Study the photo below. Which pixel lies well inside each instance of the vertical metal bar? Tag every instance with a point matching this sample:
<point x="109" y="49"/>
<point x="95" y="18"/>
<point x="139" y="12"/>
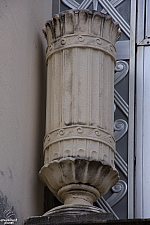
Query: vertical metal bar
<point x="131" y="112"/>
<point x="55" y="7"/>
<point x="147" y="34"/>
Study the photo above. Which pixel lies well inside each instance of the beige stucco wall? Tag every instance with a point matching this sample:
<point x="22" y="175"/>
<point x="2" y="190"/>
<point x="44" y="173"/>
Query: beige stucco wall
<point x="22" y="103"/>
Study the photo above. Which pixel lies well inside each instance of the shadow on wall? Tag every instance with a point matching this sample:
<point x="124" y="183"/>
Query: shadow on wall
<point x="7" y="211"/>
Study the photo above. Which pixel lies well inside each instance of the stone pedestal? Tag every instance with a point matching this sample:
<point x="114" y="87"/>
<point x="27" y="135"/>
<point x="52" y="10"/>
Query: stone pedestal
<point x="79" y="147"/>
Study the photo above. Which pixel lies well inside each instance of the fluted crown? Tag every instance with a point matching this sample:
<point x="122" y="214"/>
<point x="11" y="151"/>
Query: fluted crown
<point x="88" y="22"/>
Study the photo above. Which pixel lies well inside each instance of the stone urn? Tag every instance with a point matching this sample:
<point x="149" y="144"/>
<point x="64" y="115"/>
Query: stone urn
<point x="79" y="147"/>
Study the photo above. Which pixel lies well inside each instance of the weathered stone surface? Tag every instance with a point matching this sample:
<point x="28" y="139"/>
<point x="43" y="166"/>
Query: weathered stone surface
<point x="88" y="219"/>
<point x="79" y="147"/>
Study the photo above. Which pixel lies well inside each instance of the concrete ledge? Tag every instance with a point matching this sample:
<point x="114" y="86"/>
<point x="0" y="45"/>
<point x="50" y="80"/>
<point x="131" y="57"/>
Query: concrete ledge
<point x="91" y="219"/>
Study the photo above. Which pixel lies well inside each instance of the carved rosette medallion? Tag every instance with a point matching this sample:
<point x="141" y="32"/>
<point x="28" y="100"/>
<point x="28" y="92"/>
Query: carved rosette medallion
<point x="79" y="146"/>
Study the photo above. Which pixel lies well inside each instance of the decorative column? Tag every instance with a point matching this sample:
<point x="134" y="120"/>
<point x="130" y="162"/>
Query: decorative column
<point x="79" y="146"/>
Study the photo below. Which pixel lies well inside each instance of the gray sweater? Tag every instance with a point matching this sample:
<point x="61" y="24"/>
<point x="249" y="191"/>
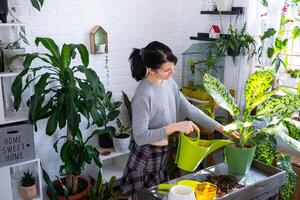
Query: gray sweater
<point x="155" y="106"/>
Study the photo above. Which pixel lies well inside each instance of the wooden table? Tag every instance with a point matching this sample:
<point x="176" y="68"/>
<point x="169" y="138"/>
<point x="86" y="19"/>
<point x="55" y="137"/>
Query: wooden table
<point x="262" y="182"/>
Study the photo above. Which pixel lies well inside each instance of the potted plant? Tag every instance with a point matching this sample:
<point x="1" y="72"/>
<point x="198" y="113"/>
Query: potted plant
<point x="11" y="49"/>
<point x="272" y="108"/>
<point x="224" y="5"/>
<point x="28" y="187"/>
<point x="73" y="92"/>
<point x="121" y="137"/>
<point x="236" y="43"/>
<point x="103" y="190"/>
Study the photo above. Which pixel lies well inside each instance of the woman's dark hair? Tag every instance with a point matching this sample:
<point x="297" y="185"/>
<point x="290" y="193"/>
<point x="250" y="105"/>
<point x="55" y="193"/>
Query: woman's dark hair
<point x="152" y="56"/>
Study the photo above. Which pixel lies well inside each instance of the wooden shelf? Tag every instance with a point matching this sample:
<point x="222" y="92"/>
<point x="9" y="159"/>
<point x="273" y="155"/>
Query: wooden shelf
<point x="205" y="37"/>
<point x="234" y="11"/>
<point x="11" y="24"/>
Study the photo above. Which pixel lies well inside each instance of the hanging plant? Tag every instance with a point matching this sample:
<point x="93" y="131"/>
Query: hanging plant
<point x="236" y="43"/>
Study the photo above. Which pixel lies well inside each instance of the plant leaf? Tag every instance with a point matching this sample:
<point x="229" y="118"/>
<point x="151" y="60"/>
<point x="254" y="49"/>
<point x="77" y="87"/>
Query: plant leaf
<point x="220" y="94"/>
<point x="268" y="33"/>
<point x="282" y="106"/>
<point x="257" y="85"/>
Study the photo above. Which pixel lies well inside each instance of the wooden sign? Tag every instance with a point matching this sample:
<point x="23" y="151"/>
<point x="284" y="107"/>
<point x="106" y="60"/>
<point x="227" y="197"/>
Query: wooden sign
<point x="16" y="144"/>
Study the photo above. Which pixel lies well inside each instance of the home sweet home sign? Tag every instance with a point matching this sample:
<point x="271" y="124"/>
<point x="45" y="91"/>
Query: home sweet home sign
<point x="16" y="143"/>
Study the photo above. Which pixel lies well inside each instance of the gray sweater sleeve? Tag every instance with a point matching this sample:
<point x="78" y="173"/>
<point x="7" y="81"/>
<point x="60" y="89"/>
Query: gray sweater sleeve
<point x="140" y="122"/>
<point x="195" y="114"/>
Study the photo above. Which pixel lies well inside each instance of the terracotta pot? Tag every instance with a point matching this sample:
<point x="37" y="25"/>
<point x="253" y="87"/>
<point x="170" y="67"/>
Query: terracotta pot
<point x="28" y="192"/>
<point x="83" y="195"/>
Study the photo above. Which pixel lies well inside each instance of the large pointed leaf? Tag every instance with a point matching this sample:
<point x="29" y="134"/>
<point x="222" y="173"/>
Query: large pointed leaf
<point x="293" y="127"/>
<point x="220" y="94"/>
<point x="257" y="85"/>
<point x="279" y="131"/>
<point x="282" y="106"/>
<point x="51" y="46"/>
<point x="65" y="55"/>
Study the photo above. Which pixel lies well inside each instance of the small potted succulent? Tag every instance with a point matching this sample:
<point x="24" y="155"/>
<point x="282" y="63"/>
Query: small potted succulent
<point x="121" y="137"/>
<point x="28" y="187"/>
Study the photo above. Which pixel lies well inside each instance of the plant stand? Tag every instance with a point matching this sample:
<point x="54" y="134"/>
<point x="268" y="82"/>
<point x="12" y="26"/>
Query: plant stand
<point x="262" y="182"/>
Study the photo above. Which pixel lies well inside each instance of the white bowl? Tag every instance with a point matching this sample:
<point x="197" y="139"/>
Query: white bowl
<point x="181" y="192"/>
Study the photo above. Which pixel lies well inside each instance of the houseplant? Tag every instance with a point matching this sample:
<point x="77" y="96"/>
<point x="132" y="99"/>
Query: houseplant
<point x="121" y="137"/>
<point x="103" y="190"/>
<point x="13" y="48"/>
<point x="65" y="93"/>
<point x="28" y="187"/>
<point x="236" y="43"/>
<point x="272" y="109"/>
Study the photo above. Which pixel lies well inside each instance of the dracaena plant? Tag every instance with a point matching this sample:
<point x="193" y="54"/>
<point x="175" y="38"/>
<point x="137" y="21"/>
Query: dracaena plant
<point x="64" y="93"/>
<point x="272" y="106"/>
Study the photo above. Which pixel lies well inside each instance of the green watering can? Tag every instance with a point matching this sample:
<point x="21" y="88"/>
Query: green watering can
<point x="191" y="151"/>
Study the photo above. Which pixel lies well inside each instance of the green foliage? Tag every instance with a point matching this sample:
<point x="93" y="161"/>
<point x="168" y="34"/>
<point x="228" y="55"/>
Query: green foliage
<point x="236" y="43"/>
<point x="266" y="145"/>
<point x="63" y="94"/>
<point x="37" y="4"/>
<point x="294" y="132"/>
<point x="287" y="190"/>
<point x="103" y="191"/>
<point x="220" y="94"/>
<point x="281" y="106"/>
<point x="28" y="179"/>
<point x="257" y="93"/>
<point x="257" y="86"/>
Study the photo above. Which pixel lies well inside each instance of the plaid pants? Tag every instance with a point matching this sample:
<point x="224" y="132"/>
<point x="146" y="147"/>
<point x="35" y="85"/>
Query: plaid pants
<point x="146" y="167"/>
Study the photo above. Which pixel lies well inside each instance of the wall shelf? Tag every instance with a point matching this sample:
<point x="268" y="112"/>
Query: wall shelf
<point x="205" y="37"/>
<point x="12" y="24"/>
<point x="234" y="11"/>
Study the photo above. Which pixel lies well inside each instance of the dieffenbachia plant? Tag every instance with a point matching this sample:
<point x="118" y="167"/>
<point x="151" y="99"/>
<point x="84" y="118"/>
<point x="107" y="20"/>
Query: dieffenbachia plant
<point x="273" y="106"/>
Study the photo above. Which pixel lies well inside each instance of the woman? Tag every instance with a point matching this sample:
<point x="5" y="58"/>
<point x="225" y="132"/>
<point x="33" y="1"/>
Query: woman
<point x="157" y="106"/>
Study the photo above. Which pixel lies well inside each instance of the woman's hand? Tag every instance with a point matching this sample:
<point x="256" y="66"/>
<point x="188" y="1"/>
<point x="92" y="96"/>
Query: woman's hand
<point x="234" y="134"/>
<point x="184" y="126"/>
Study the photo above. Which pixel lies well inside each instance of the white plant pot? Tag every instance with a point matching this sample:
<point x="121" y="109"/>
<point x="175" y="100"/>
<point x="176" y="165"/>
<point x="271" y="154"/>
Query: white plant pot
<point x="121" y="144"/>
<point x="28" y="193"/>
<point x="224" y="5"/>
<point x="17" y="65"/>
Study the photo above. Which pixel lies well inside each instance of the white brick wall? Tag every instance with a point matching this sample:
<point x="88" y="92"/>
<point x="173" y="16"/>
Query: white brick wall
<point x="131" y="23"/>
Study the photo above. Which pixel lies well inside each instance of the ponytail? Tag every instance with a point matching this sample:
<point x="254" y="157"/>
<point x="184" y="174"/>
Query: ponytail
<point x="152" y="56"/>
<point x="138" y="69"/>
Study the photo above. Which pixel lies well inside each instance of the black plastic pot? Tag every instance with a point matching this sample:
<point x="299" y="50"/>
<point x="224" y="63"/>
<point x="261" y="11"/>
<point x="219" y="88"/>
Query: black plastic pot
<point x="3" y="11"/>
<point x="105" y="141"/>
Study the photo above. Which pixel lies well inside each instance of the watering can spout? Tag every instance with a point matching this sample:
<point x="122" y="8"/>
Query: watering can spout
<point x="191" y="151"/>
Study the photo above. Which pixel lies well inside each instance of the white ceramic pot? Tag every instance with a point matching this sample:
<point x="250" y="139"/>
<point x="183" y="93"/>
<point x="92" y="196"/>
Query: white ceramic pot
<point x="181" y="192"/>
<point x="28" y="192"/>
<point x="224" y="5"/>
<point x="121" y="144"/>
<point x="17" y="65"/>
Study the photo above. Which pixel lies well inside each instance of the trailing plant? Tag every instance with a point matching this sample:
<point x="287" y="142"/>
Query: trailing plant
<point x="237" y="43"/>
<point x="103" y="190"/>
<point x="283" y="162"/>
<point x="64" y="94"/>
<point x="272" y="108"/>
<point x="28" y="179"/>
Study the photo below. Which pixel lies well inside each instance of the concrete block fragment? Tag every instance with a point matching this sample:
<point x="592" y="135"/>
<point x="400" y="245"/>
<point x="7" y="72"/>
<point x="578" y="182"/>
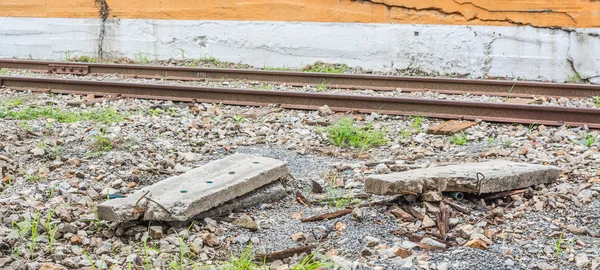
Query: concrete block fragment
<point x="450" y="127"/>
<point x="495" y="176"/>
<point x="182" y="197"/>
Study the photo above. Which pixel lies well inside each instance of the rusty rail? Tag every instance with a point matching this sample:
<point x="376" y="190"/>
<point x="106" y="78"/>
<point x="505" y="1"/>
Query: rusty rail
<point x="493" y="112"/>
<point x="349" y="81"/>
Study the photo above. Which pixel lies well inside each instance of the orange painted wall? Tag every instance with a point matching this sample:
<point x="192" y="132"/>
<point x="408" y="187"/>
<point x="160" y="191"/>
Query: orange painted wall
<point x="542" y="13"/>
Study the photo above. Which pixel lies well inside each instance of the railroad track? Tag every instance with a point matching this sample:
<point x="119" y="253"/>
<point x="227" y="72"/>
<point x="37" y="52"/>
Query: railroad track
<point x="493" y="112"/>
<point x="344" y="81"/>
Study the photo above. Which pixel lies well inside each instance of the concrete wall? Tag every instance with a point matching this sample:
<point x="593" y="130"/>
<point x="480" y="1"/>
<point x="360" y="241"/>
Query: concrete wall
<point x="484" y="38"/>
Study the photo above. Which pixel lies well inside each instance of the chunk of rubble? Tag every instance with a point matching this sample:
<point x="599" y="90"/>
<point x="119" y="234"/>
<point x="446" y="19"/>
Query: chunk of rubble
<point x="450" y="127"/>
<point x="485" y="177"/>
<point x="204" y="189"/>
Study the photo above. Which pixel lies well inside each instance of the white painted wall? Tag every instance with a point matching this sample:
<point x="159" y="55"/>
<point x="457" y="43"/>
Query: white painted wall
<point x="481" y="51"/>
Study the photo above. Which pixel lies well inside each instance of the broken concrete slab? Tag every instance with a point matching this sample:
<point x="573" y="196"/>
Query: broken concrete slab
<point x="450" y="127"/>
<point x="525" y="101"/>
<point x="182" y="197"/>
<point x="486" y="177"/>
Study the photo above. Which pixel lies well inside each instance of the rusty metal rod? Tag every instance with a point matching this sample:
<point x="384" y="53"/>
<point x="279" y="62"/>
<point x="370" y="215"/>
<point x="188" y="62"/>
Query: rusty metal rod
<point x="355" y="81"/>
<point x="493" y="112"/>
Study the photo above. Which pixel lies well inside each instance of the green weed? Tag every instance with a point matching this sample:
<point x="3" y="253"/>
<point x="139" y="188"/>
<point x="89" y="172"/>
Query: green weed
<point x="239" y="118"/>
<point x="310" y="263"/>
<point x="322" y="86"/>
<point x="141" y="58"/>
<point x="559" y="245"/>
<point x="416" y="122"/>
<point x="531" y="128"/>
<point x="11" y="103"/>
<point x="575" y="78"/>
<point x="87" y="59"/>
<point x="34" y="232"/>
<point x="156" y="112"/>
<point x="102" y="263"/>
<point x="589" y="139"/>
<point x="346" y="133"/>
<point x="51" y="229"/>
<point x="405" y="134"/>
<point x="146" y="249"/>
<point x="267" y="87"/>
<point x="459" y="139"/>
<point x="101" y="143"/>
<point x="182" y="54"/>
<point x="67" y="56"/>
<point x="326" y="68"/>
<point x="181" y="261"/>
<point x="33" y="178"/>
<point x="243" y="262"/>
<point x="106" y="116"/>
<point x="277" y="68"/>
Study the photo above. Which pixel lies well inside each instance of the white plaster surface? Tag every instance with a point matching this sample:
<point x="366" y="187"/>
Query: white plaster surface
<point x="493" y="51"/>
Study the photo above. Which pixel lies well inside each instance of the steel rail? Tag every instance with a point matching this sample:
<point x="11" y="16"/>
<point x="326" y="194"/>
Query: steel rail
<point x="493" y="112"/>
<point x="450" y="85"/>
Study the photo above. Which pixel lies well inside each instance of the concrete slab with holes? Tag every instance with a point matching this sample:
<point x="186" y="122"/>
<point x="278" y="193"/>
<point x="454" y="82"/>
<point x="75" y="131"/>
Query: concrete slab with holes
<point x="485" y="177"/>
<point x="182" y="197"/>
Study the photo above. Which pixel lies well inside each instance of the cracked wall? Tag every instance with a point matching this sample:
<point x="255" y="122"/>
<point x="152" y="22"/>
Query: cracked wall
<point x="532" y="39"/>
<point x="537" y="13"/>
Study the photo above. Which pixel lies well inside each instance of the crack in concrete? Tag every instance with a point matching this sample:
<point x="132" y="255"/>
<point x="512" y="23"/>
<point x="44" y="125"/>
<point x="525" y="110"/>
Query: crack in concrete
<point x="103" y="12"/>
<point x="517" y="11"/>
<point x="475" y="17"/>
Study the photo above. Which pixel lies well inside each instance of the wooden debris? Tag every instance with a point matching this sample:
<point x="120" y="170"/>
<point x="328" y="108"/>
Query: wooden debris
<point x="429" y="247"/>
<point x="403" y="253"/>
<point x="415" y="213"/>
<point x="331" y="215"/>
<point x="301" y="199"/>
<point x="403" y="215"/>
<point x="443" y="219"/>
<point x="348" y="211"/>
<point x="522" y="101"/>
<point x="416" y="238"/>
<point x="476" y="243"/>
<point x="316" y="187"/>
<point x="503" y="194"/>
<point x="458" y="207"/>
<point x="254" y="113"/>
<point x="450" y="127"/>
<point x="282" y="254"/>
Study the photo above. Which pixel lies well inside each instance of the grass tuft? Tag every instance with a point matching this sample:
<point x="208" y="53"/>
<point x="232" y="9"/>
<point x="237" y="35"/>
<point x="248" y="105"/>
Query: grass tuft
<point x="326" y="68"/>
<point x="459" y="139"/>
<point x="345" y="133"/>
<point x="310" y="263"/>
<point x="243" y="262"/>
<point x="106" y="116"/>
<point x="416" y="122"/>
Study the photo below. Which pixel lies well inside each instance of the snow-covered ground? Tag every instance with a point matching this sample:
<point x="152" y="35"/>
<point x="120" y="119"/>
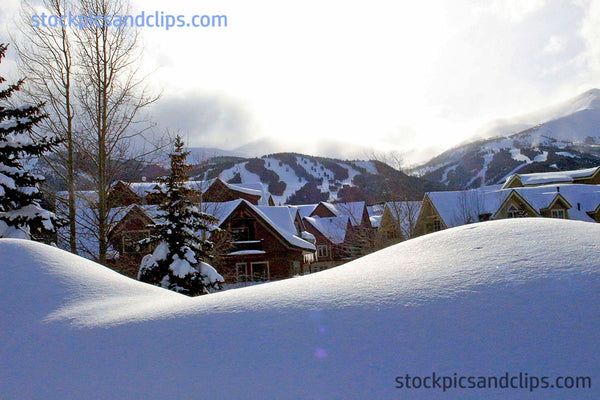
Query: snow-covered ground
<point x="482" y="299"/>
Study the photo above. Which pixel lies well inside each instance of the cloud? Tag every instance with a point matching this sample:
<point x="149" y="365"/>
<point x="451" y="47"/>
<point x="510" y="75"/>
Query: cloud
<point x="205" y="119"/>
<point x="515" y="10"/>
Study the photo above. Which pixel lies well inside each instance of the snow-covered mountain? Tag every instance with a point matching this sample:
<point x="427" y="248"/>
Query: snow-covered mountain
<point x="469" y="301"/>
<point x="567" y="138"/>
<point x="301" y="179"/>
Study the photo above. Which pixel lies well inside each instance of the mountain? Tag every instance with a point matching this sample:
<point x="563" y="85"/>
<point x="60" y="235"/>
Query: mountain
<point x="568" y="138"/>
<point x="471" y="301"/>
<point x="294" y="178"/>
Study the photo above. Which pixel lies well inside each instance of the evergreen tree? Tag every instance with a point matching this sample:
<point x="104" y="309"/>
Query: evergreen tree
<point x="20" y="212"/>
<point x="177" y="263"/>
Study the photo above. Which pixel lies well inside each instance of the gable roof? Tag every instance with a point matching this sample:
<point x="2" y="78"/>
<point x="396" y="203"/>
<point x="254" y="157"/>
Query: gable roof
<point x="454" y="206"/>
<point x="282" y="216"/>
<point x="333" y="228"/>
<point x="354" y="210"/>
<point x="545" y="178"/>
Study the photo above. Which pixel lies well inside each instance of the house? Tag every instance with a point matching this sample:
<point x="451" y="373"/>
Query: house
<point x="442" y="210"/>
<point x="268" y="243"/>
<point x="588" y="176"/>
<point x="395" y="219"/>
<point x="212" y="191"/>
<point x="253" y="244"/>
<point x="330" y="235"/>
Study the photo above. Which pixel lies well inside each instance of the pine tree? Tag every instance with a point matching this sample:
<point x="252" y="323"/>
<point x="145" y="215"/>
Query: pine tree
<point x="20" y="212"/>
<point x="177" y="263"/>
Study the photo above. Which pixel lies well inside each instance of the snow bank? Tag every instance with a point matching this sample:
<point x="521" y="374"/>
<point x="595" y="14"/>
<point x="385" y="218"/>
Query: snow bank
<point x="483" y="299"/>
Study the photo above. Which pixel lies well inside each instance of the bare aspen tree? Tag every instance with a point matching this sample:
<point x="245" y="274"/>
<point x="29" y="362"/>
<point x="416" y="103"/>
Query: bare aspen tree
<point x="46" y="58"/>
<point x="111" y="95"/>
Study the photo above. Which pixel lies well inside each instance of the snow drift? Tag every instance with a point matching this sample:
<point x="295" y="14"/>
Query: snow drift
<point x="483" y="299"/>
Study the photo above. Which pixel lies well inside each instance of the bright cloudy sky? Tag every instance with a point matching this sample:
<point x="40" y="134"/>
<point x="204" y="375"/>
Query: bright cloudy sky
<point x="393" y="75"/>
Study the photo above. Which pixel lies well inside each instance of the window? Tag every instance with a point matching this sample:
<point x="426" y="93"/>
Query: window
<point x="241" y="273"/>
<point x="434" y="226"/>
<point x="259" y="271"/>
<point x="322" y="250"/>
<point x="131" y="241"/>
<point x="559" y="213"/>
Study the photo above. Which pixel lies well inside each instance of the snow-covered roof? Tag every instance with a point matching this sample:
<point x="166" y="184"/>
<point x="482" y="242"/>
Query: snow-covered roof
<point x="353" y="210"/>
<point x="305" y="209"/>
<point x="333" y="228"/>
<point x="543" y="178"/>
<point x="290" y="237"/>
<point x="282" y="216"/>
<point x="454" y="207"/>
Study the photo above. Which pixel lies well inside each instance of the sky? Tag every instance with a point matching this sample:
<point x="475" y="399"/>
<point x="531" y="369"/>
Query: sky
<point x="325" y="76"/>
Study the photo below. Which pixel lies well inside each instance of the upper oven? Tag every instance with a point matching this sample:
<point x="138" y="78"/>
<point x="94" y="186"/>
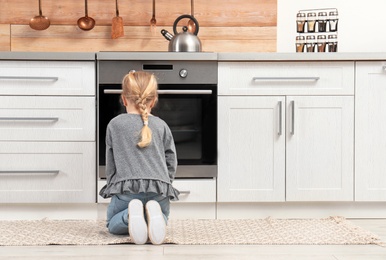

※ ※ ※

*Problem*
Copy whichever lines in the listing above hold "below".

*Written response*
Study the photo below. Which pixel lies well inside each instance of the vertical metal bar? Tag every instance with a point matching this sample:
Study the photo below. Which pixel lies well inside each instance of the gray sweater? Tag every instance with a point matching this sample:
Study the photo below. Which pixel lies well inside each instance of the concrete block fragment? Tag every instance with a point matching this sample:
Study the photo below. Which pixel lies well inside each instance of the snow-covered ground? Tag every instance with a point matching this sample:
Study the photo below. Which pixel lies well inside each instance of the upper oven? Tag every instance with a point matching this sample:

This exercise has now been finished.